Start of INPUT
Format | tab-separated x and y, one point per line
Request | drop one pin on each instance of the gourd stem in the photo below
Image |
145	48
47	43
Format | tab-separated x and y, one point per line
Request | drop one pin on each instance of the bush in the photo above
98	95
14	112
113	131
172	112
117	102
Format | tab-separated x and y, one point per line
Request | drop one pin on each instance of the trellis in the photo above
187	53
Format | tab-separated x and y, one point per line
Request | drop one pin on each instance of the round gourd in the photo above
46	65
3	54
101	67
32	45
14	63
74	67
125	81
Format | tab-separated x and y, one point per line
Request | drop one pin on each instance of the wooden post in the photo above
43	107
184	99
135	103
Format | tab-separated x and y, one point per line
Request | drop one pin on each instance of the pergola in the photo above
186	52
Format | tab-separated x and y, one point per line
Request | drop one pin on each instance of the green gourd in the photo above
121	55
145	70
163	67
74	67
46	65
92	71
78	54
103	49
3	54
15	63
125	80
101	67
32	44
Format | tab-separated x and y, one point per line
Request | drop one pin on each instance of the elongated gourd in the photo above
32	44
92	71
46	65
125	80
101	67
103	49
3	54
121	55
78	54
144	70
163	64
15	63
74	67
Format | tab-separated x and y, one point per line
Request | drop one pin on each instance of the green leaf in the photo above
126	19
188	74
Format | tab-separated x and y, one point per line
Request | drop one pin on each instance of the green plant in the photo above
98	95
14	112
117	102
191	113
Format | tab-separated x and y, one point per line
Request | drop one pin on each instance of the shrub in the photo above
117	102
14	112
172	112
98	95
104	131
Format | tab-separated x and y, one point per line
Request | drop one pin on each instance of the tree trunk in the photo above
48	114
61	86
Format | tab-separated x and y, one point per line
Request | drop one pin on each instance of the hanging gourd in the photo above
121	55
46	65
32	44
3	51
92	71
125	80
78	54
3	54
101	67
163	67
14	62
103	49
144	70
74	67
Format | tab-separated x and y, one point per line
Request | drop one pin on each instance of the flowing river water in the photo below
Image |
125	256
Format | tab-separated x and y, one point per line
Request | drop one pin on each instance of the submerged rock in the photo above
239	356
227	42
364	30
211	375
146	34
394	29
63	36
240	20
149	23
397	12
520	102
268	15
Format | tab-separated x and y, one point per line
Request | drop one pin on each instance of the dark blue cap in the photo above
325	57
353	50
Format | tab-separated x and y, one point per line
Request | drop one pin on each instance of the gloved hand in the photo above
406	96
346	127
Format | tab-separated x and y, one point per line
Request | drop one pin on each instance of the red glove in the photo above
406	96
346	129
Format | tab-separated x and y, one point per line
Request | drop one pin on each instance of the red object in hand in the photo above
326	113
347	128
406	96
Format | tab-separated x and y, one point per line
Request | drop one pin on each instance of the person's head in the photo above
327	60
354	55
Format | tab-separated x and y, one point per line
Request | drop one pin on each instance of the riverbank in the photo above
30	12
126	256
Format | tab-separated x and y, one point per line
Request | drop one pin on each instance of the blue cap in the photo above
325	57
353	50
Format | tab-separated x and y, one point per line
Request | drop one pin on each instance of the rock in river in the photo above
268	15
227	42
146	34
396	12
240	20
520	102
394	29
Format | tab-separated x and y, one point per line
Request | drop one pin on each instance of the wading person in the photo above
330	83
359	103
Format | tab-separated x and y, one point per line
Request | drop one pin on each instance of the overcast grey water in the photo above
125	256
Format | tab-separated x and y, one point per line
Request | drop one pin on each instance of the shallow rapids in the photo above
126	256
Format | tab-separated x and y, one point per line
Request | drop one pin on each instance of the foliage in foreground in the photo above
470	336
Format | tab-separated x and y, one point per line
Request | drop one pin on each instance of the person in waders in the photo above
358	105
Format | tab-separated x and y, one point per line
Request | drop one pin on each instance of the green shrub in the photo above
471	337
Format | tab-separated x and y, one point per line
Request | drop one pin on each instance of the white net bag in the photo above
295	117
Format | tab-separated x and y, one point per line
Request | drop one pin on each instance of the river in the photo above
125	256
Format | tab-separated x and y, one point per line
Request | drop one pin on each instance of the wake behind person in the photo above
End of INPUT
[REQUIRED WORK] Write out all of the records once more, exactly.

[REPLY]
Format | tab-separated x and y, one point per line
Request | drop one pin on each instance of the gourd stem in the photo below
Image |
145	48
47	43
Format | tab-separated x and y, one point per line
Request | drop one pin on each instance of the bush in the photo above
98	95
14	112
113	131
172	112
117	102
Format | tab-separated x and y, one point per line
Request | drop one pin on each instance of the trellis in the photo above
187	53
Format | tab-separated x and y, one point per line
Request | drop one pin on each instance of the round gourd in the photo above
46	65
3	54
101	67
32	45
14	63
74	67
125	81
Format | tab-separated x and y, one point per line
Request | drop one pin on each instance of the wooden post in the photo above
43	107
184	99
135	103
Format | tab-separated x and y, one point per line
Request | drop one pin on each instance of the pergola in the photo above
186	52
Format | tab-separated x and y, one point per line
Request | drop one pin on each instance of the green gourd in the photo above
121	55
145	70
163	67
74	67
46	65
92	71
78	54
103	49
3	54
15	63
125	80
101	67
32	44
Format | tab-separated x and y, one point per line
Request | drop one pin on each instance of the elongated gourd in the photo above
32	44
92	71
46	65
125	80
101	67
103	49
3	54
121	55
78	54
144	70
163	64
15	63
74	67
Format | tab-separated x and y, one point per line
Request | drop one pin on each instance of the green leaf in the photo above
126	19
188	74
Format | tab-separated x and y, one point per line
Request | drop one pin on each instance of the green plant in the photo above
98	95
14	112
117	102
191	113
Format | tab-separated x and y, one point per line
Request | drop one pin on each instance of the shrub in the photo above
117	102
14	112
172	112
98	95
104	131
Format | tab-separated x and y, one point per line
Request | drop one pin on each instance of the tree trunk in the photo above
48	114
61	86
Format | tab-separated x and y, one point per line
Request | drop one pin on each instance of the hanging gourd in the photo above
121	55
46	65
32	44
3	51
92	71
125	80
78	54
3	54
101	67
163	67
14	62
103	49
144	70
74	67
Format | tab-separated x and y, one point per line
Request | drop one pin on each instance of the flowing river water in the photo below
Image |
125	256
Format | tab-separated x and y, one point per line
Request | drop one pin on each instance of the submerged rock in the photo above
239	356
227	42
364	30
211	375
146	34
394	29
63	36
240	20
149	23
397	12
520	102
268	15
Format | tab-separated x and y, one point per line
Request | drop one pin on each instance of the dark blue cap in the photo above
325	57
353	50
Format | tab-separated x and y, one point per line
Request | drop one pin on each instance of the gloved hand in the photo above
406	96
346	127
Format | tab-separated x and y, one point per line
Request | drop one pin on each instance of the red glove in the photo above
406	96
346	129
Format | tab-separated x and y, one point per line
Request | drop one pin on each instance of the red object in hand in the photo above
326	113
347	128
406	96
Format | tab-separated x and y, one point per line
Request | drop one pin on each instance of the person's head in the photo above
327	60
354	55
Format | tab-separated x and y, one point per line
Request | drop one pin on each instance of the riverbank in the photo above
30	12
126	256
Format | tab-separated x and y, one point per line
Request | drop one pin on each instance of the blue cap in the photo above
325	57
353	50
Format | tab-separated x and y, one point per line
Request | drop one pin on each instance of the rock in river in the photo above
268	15
227	42
146	34
396	12
240	20
520	102
394	29
Format | tab-separated x and y, one point per line
Request | drop one pin on each instance of the wading person in the photo above
330	83
359	103
Format | tab-separated x and y, one point per line
Request | drop one pin on each instance of the overcast grey water in the photo above
125	256
Format | tab-separated x and y, one point per line
Request | drop one pin on each instance of the shallow rapids in the photo above
126	256
Format | tab-separated x and y, one point per line
Request | drop one pin on each instance of the foliage in foreground in the photo above
470	336
Format | tab-separated x and y, one point per line
Request | drop one pin on each instance of the person in waders in the photo above
358	105
Format | tab-separated x and y, one point per line
Request | drop one pin on each instance of the green shrub in the photo above
471	337
Format | tab-separated x and y, one point per line
Request | drop one pin on each instance of the white net bag in the photo above
295	117
Format | tab-separated x and y, one point per line
Request | drop one pin on each instance of the river in the photo above
125	256
Format | tab-separated x and y, one point per line
Request | drop one pin on each instance of the wake behind person in the photo above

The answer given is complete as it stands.